# WHAT THIS TASK INVOLVES:
Show each line in the entries below that contains the word "blue".

(Excerpts from point annotation data)
============

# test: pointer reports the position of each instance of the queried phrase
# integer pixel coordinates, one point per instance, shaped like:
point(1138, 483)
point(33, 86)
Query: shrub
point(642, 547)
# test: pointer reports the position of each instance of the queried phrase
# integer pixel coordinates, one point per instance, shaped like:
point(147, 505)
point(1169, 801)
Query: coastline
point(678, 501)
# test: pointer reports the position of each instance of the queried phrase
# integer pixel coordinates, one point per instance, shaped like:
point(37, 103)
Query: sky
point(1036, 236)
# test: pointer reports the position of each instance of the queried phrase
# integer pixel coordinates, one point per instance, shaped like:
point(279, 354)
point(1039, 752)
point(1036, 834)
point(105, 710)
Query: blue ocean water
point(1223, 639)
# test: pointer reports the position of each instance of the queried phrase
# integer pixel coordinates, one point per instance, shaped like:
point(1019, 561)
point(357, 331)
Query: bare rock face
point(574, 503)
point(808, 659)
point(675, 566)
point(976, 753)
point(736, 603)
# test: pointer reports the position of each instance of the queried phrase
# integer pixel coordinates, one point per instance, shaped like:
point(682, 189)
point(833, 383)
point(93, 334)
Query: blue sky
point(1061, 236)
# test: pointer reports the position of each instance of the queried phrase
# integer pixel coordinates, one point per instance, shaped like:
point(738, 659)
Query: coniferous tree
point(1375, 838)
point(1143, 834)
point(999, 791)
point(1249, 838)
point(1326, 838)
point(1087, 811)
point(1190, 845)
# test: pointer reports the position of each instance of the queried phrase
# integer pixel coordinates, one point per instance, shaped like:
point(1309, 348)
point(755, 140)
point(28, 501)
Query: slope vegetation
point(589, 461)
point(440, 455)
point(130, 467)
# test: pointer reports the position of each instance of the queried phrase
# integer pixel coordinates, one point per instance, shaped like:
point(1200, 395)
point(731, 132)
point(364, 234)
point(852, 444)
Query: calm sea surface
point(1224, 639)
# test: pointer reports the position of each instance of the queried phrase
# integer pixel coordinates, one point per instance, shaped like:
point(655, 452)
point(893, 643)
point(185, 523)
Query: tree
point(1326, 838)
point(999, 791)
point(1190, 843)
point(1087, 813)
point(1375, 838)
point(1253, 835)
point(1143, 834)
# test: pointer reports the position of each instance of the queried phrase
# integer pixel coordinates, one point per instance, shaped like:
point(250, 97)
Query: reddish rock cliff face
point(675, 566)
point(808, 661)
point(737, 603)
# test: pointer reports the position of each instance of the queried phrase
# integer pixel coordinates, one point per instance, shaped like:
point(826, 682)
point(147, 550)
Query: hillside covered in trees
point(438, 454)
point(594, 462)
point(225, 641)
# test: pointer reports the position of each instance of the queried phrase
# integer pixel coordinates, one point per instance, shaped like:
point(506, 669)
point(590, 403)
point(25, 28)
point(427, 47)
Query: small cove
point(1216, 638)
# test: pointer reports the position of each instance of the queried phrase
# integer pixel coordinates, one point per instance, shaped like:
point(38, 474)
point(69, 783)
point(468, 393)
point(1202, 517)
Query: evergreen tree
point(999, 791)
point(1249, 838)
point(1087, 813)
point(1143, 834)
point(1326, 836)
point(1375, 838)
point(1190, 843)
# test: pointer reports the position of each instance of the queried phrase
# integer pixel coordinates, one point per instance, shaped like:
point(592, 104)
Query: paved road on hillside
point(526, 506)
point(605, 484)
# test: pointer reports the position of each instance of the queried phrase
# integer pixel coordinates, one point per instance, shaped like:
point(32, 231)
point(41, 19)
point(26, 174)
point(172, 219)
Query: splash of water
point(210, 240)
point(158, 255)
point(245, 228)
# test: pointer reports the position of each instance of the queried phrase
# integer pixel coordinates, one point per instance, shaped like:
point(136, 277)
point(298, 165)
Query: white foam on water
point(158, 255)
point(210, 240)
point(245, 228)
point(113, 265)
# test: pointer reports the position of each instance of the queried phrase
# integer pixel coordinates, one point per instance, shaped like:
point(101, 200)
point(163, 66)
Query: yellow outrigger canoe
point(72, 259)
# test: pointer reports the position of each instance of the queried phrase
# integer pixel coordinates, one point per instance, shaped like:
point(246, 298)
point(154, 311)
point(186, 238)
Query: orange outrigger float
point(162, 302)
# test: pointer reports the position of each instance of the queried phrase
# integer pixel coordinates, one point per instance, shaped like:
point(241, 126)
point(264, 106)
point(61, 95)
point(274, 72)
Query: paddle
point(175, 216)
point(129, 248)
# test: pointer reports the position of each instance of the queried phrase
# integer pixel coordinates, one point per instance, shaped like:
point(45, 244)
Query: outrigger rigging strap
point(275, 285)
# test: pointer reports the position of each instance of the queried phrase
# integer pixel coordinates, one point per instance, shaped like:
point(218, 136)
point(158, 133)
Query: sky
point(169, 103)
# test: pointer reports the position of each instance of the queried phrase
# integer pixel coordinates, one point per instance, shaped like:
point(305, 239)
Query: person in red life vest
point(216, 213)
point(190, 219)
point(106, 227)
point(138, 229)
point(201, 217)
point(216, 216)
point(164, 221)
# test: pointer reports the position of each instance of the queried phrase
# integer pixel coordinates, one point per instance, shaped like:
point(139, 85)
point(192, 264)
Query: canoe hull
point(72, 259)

============

# EXERCISE RESULT:
Query: blue ocean water
Query: blue sky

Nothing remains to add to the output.